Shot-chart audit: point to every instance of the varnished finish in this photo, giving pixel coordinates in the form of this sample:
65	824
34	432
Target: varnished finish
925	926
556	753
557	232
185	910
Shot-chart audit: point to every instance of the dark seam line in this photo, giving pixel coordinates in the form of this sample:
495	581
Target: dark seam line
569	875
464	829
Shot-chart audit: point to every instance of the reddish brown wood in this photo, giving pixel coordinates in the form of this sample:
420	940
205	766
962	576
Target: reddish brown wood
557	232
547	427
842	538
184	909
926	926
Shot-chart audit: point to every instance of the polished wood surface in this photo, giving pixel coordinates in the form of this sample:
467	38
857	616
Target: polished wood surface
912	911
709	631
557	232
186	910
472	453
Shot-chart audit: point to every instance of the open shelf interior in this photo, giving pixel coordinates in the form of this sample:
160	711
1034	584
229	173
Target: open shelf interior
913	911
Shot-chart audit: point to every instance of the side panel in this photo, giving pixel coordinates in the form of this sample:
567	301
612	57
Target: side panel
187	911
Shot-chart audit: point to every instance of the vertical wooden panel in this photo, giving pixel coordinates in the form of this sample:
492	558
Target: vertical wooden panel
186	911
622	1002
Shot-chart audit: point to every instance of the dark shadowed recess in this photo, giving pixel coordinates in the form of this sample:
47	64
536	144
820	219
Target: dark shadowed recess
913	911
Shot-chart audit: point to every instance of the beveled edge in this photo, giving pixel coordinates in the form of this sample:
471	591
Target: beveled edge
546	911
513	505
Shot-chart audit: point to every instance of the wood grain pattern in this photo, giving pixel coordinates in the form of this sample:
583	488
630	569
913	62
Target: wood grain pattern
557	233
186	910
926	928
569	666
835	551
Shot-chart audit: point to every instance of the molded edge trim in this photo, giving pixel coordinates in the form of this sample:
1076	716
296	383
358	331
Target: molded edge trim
——
◆ GIVEN INSTRUCTION
Extract, exactly, the lines above that begin at the line containing "Shot-chart audit: point to every instance of the beveled" and end at the final line of the records; add no other text.

◆ IN RESPONSE
Shot-chart audit: point to every instance of the beveled edge in this photo, giving pixel coordinates in the form of this sample:
471	591
Target: beveled edge
546	911
513	505
Shot-chart audit: point to every instance of the wood grain pattern in this photo, giving pixel coordinates in the form of this sample:
583	488
630	569
913	62
Target: wood grain pattern
557	233
186	910
926	928
569	666
835	551
Shot-chart audit: point to every instance of the molded edge trim in this photo, giving pixel coordinates in the form of this sample:
1076	716
296	383
358	331
Target: molded edge trim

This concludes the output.